=== Begin Enclosure ===

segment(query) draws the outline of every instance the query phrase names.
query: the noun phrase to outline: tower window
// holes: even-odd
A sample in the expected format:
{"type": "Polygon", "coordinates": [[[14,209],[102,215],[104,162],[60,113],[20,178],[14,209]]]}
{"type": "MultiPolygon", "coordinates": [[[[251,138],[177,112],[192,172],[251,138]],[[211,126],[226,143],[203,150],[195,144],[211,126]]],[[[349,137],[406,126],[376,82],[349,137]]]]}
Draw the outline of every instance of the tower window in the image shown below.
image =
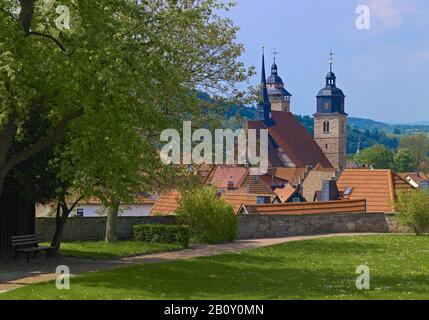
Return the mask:
{"type": "Polygon", "coordinates": [[[330,126],[329,121],[323,122],[323,133],[329,133],[330,132],[329,126],[330,126]]]}

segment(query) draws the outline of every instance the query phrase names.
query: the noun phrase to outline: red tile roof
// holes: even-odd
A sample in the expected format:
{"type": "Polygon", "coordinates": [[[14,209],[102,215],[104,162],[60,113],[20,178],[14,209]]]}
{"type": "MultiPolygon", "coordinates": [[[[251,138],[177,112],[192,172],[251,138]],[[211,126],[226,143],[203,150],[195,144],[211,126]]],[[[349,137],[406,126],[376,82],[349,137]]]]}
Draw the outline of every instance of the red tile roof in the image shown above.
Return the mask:
{"type": "Polygon", "coordinates": [[[277,188],[274,190],[274,193],[277,195],[281,203],[287,202],[296,192],[296,188],[292,187],[290,184],[286,185],[284,188],[277,188]]]}
{"type": "Polygon", "coordinates": [[[394,212],[396,192],[413,190],[391,170],[346,169],[337,185],[342,193],[346,188],[352,188],[349,199],[366,199],[368,212],[394,212]]]}
{"type": "Polygon", "coordinates": [[[239,214],[315,215],[332,213],[365,213],[365,200],[341,200],[329,202],[301,202],[271,205],[244,205],[239,214]]]}
{"type": "MultiPolygon", "coordinates": [[[[292,113],[273,111],[272,115],[275,125],[268,128],[269,136],[275,143],[269,146],[272,166],[285,167],[281,160],[281,165],[278,163],[278,154],[283,152],[296,167],[314,167],[317,164],[325,168],[332,167],[319,145],[292,113]]],[[[261,121],[248,121],[247,128],[262,129],[265,126],[261,121]]]]}
{"type": "Polygon", "coordinates": [[[247,175],[247,168],[218,166],[208,182],[219,189],[226,189],[228,188],[228,182],[232,181],[234,182],[234,187],[239,188],[247,175]]]}
{"type": "MultiPolygon", "coordinates": [[[[178,191],[170,191],[161,194],[158,201],[153,206],[150,215],[173,215],[176,211],[181,193],[178,191]]],[[[258,197],[269,197],[271,201],[274,200],[274,194],[245,194],[237,192],[224,192],[221,198],[226,204],[230,204],[234,208],[234,212],[237,212],[243,204],[256,204],[258,197]]]]}
{"type": "Polygon", "coordinates": [[[268,170],[267,175],[286,180],[296,185],[303,178],[305,171],[305,168],[271,168],[268,170]]]}
{"type": "Polygon", "coordinates": [[[176,190],[162,193],[152,207],[150,215],[172,215],[181,197],[181,193],[176,190]]]}

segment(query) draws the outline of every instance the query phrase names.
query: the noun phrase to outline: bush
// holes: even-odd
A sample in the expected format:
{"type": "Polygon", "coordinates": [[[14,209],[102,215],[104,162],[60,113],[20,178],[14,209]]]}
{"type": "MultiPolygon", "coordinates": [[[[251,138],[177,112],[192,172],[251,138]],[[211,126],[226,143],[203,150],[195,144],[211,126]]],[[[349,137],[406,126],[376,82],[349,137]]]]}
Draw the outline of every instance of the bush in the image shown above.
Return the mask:
{"type": "Polygon", "coordinates": [[[177,225],[137,225],[134,226],[133,239],[149,243],[173,243],[184,247],[189,245],[188,226],[177,225]]]}
{"type": "Polygon", "coordinates": [[[226,243],[237,236],[234,209],[219,199],[213,187],[183,192],[176,214],[180,224],[190,227],[195,242],[226,243]]]}
{"type": "Polygon", "coordinates": [[[422,190],[399,192],[395,201],[397,221],[417,235],[429,230],[429,195],[422,190]]]}

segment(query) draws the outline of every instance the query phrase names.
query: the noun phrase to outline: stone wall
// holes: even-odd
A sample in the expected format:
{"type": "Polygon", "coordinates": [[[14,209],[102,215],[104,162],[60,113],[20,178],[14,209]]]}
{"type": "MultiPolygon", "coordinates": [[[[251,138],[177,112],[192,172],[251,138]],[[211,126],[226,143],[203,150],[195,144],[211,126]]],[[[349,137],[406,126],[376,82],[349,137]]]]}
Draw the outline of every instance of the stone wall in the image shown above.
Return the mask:
{"type": "Polygon", "coordinates": [[[248,215],[239,217],[238,239],[348,232],[387,233],[389,226],[383,213],[248,215]]]}
{"type": "MultiPolygon", "coordinates": [[[[174,217],[120,217],[118,218],[118,238],[132,238],[133,226],[138,224],[174,224],[174,217]]],[[[106,217],[69,218],[64,230],[64,241],[104,240],[106,217]]],[[[55,232],[55,219],[37,218],[36,233],[43,240],[51,240],[55,232]]]]}
{"type": "MultiPolygon", "coordinates": [[[[239,216],[238,239],[279,238],[328,233],[398,233],[407,232],[398,227],[394,215],[384,213],[322,214],[322,215],[243,215],[239,216]]],[[[174,217],[118,218],[118,237],[132,238],[134,225],[174,224],[174,217]]],[[[64,241],[103,240],[106,218],[70,218],[64,241]]],[[[36,232],[44,240],[52,239],[55,219],[37,218],[36,232]]]]}

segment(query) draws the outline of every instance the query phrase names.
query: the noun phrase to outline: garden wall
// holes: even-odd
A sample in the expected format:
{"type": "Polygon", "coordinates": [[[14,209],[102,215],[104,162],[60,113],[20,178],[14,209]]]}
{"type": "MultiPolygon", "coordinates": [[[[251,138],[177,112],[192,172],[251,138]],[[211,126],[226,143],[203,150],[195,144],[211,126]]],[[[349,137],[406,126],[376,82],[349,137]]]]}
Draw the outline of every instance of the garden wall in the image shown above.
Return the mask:
{"type": "MultiPolygon", "coordinates": [[[[104,240],[106,217],[69,218],[64,230],[64,241],[104,240]]],[[[174,224],[174,217],[120,217],[118,218],[118,238],[129,240],[133,226],[137,224],[174,224]]],[[[51,240],[55,232],[55,219],[37,218],[36,232],[44,240],[51,240]]]]}
{"type": "MultiPolygon", "coordinates": [[[[174,224],[174,217],[118,218],[118,236],[131,239],[137,224],[174,224]]],[[[103,240],[106,218],[70,218],[64,234],[65,241],[103,240]]],[[[36,232],[50,240],[55,231],[55,219],[37,218],[36,232]]],[[[408,230],[397,226],[394,215],[323,214],[323,215],[248,215],[239,216],[238,239],[277,238],[327,233],[376,232],[398,233],[408,230]]]]}
{"type": "MultiPolygon", "coordinates": [[[[391,223],[393,224],[393,221],[391,223]]],[[[238,239],[389,231],[389,223],[384,213],[247,215],[239,217],[238,239]]]]}

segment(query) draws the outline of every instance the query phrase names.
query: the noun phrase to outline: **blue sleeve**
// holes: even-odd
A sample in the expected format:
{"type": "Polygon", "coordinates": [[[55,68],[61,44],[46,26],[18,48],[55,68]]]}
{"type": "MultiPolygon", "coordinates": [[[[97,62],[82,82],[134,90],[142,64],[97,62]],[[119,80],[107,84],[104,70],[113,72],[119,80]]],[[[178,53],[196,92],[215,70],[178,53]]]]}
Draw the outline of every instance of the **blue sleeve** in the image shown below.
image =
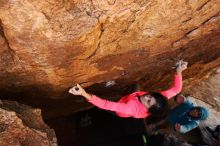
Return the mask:
{"type": "Polygon", "coordinates": [[[188,106],[188,108],[194,107],[193,103],[191,101],[189,101],[188,98],[184,98],[184,104],[186,104],[188,106]]]}
{"type": "Polygon", "coordinates": [[[190,130],[198,127],[199,122],[198,121],[192,121],[189,124],[186,125],[181,125],[180,126],[180,133],[186,133],[189,132],[190,130]]]}

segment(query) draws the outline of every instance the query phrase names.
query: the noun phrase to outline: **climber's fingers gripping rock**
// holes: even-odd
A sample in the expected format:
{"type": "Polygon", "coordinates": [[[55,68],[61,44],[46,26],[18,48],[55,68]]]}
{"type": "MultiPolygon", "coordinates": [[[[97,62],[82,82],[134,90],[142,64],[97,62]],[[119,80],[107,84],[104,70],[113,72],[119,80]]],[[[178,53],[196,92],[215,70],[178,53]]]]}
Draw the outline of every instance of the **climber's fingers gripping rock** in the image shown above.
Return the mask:
{"type": "Polygon", "coordinates": [[[183,61],[183,60],[178,61],[177,62],[177,67],[176,67],[176,71],[178,73],[181,73],[182,71],[187,69],[187,65],[188,65],[188,62],[186,62],[186,61],[183,61]]]}
{"type": "Polygon", "coordinates": [[[76,86],[70,88],[69,93],[73,95],[83,95],[85,90],[79,84],[77,84],[76,86]]]}

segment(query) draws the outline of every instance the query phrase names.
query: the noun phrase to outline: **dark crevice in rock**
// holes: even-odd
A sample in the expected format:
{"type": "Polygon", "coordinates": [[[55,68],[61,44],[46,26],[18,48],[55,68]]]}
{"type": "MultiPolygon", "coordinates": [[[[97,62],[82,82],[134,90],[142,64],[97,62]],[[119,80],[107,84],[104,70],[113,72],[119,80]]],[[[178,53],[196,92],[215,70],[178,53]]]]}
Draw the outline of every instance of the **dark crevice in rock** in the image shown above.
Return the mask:
{"type": "Polygon", "coordinates": [[[205,5],[208,4],[208,2],[210,2],[211,0],[207,0],[203,5],[201,5],[200,7],[198,7],[196,10],[200,11],[205,5]]]}
{"type": "Polygon", "coordinates": [[[188,19],[183,20],[182,23],[187,23],[187,22],[189,22],[190,20],[192,20],[192,17],[189,17],[188,19]]]}
{"type": "Polygon", "coordinates": [[[208,23],[209,21],[211,21],[211,20],[213,20],[213,19],[215,19],[215,18],[217,18],[217,17],[219,17],[220,16],[220,11],[219,12],[217,12],[215,15],[213,15],[212,17],[210,17],[209,19],[207,19],[206,21],[204,21],[201,25],[204,25],[204,24],[206,24],[206,23],[208,23]]]}
{"type": "MultiPolygon", "coordinates": [[[[216,13],[215,15],[211,16],[210,18],[208,18],[207,20],[205,20],[204,22],[202,22],[199,26],[191,29],[190,31],[186,32],[180,39],[174,41],[172,43],[172,46],[174,46],[174,44],[178,43],[179,41],[183,40],[184,38],[188,37],[191,33],[195,32],[197,29],[199,29],[201,26],[207,24],[209,21],[215,19],[216,17],[219,17],[220,13],[216,13]]],[[[190,19],[191,20],[191,19],[190,19]]]]}
{"type": "Polygon", "coordinates": [[[8,52],[11,55],[11,58],[14,61],[15,51],[10,47],[9,41],[8,41],[7,37],[5,36],[4,27],[3,27],[3,23],[2,23],[1,19],[0,19],[0,35],[5,39],[5,43],[7,45],[8,52]]]}
{"type": "Polygon", "coordinates": [[[207,20],[205,20],[204,22],[202,22],[198,27],[190,30],[189,32],[187,32],[184,36],[188,36],[190,33],[192,33],[193,31],[195,31],[196,29],[200,28],[201,26],[207,24],[209,21],[211,21],[212,19],[215,19],[216,17],[218,17],[220,15],[219,12],[217,12],[215,15],[211,16],[210,18],[208,18],[207,20]]]}
{"type": "Polygon", "coordinates": [[[101,30],[101,33],[100,33],[100,35],[99,35],[99,43],[98,43],[96,49],[94,50],[94,52],[93,52],[91,55],[89,55],[89,56],[86,58],[86,60],[92,58],[92,57],[96,54],[96,52],[98,51],[98,49],[100,48],[101,38],[102,38],[102,35],[103,35],[103,32],[104,32],[103,23],[101,23],[100,30],[101,30]]]}
{"type": "Polygon", "coordinates": [[[45,17],[48,21],[50,21],[51,18],[50,18],[45,12],[42,11],[41,13],[44,15],[44,17],[45,17]]]}
{"type": "MultiPolygon", "coordinates": [[[[200,25],[200,26],[201,26],[201,25],[200,25]]],[[[192,32],[196,31],[200,26],[198,26],[198,27],[196,27],[196,28],[194,28],[194,29],[188,31],[188,32],[184,35],[184,37],[187,37],[187,36],[190,35],[192,32]]]]}
{"type": "Polygon", "coordinates": [[[186,38],[189,34],[191,34],[193,31],[197,30],[200,26],[195,27],[193,29],[191,29],[190,31],[186,32],[180,39],[176,40],[173,44],[183,40],[184,38],[186,38]]]}

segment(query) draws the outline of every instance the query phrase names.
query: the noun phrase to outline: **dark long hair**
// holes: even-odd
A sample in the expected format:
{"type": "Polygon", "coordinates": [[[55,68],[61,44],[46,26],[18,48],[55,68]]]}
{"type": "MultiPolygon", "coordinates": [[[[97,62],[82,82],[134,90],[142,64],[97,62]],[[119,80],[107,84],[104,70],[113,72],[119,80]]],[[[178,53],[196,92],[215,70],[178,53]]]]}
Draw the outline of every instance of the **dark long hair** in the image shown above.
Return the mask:
{"type": "Polygon", "coordinates": [[[156,104],[152,105],[148,110],[153,117],[164,117],[168,113],[168,103],[166,97],[157,92],[148,93],[156,100],[156,104]]]}

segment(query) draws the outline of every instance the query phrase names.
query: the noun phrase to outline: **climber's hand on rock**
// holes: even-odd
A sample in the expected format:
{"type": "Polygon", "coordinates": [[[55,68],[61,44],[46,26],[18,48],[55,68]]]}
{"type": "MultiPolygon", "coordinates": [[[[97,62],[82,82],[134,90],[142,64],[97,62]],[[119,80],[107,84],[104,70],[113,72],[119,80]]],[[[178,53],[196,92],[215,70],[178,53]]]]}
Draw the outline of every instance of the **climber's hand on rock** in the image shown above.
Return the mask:
{"type": "Polygon", "coordinates": [[[177,124],[175,124],[174,128],[176,131],[180,132],[180,127],[181,127],[181,125],[179,123],[177,123],[177,124]]]}
{"type": "Polygon", "coordinates": [[[181,74],[182,71],[184,71],[185,69],[187,69],[187,65],[188,65],[188,62],[186,61],[183,61],[183,60],[180,60],[176,63],[176,72],[178,74],[181,74]]]}
{"type": "Polygon", "coordinates": [[[87,93],[79,84],[77,84],[76,86],[72,87],[69,90],[69,93],[71,93],[73,95],[81,95],[81,96],[85,97],[88,100],[90,100],[90,98],[92,97],[92,95],[87,93]]]}
{"type": "Polygon", "coordinates": [[[85,94],[85,90],[79,84],[77,84],[76,86],[70,88],[69,93],[73,95],[83,95],[85,94]]]}

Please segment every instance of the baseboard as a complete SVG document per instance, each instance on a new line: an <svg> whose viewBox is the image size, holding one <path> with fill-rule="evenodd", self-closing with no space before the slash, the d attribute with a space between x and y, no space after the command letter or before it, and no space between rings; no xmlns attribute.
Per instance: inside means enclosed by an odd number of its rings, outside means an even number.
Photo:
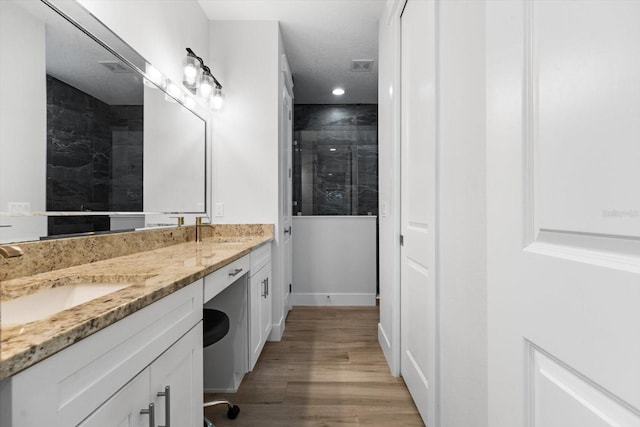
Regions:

=== End Enclosure ===

_ACTIVITY_: Find the line with "Draw the outline of every instance of the **climber's fingers" in the entries above. Retype it and each line after it, exactly, through the line with "Draw the outline of every instance of the **dark crevice", and stop there.

_SOLUTION TO THE EXERCISE_:
Draw the outline of every instance of the **climber's fingers gripping rock** in the image shown above.
Return the mask:
{"type": "Polygon", "coordinates": [[[183,61],[183,60],[178,61],[177,62],[177,67],[176,67],[176,71],[178,73],[181,73],[182,71],[187,69],[187,65],[188,65],[188,62],[186,62],[186,61],[183,61]]]}
{"type": "Polygon", "coordinates": [[[76,86],[70,88],[69,93],[73,95],[83,95],[85,90],[79,84],[77,84],[76,86]]]}

segment(query) draws the outline of every instance the query phrase names.
query: the noun phrase to outline: **dark crevice in rock**
// holes: even-odd
A sample in the expected format:
{"type": "Polygon", "coordinates": [[[55,68],[61,44],[46,26],[18,48],[55,68]]]}
{"type": "MultiPolygon", "coordinates": [[[[97,62],[82,82],[134,90],[142,64],[97,62]],[[119,80],[107,84],[104,70],[113,72],[119,80]]],[[[178,53],[196,92],[215,70],[178,53]]]]}
Draw the outline of every instance of the **dark crevice in rock** in the image shown above.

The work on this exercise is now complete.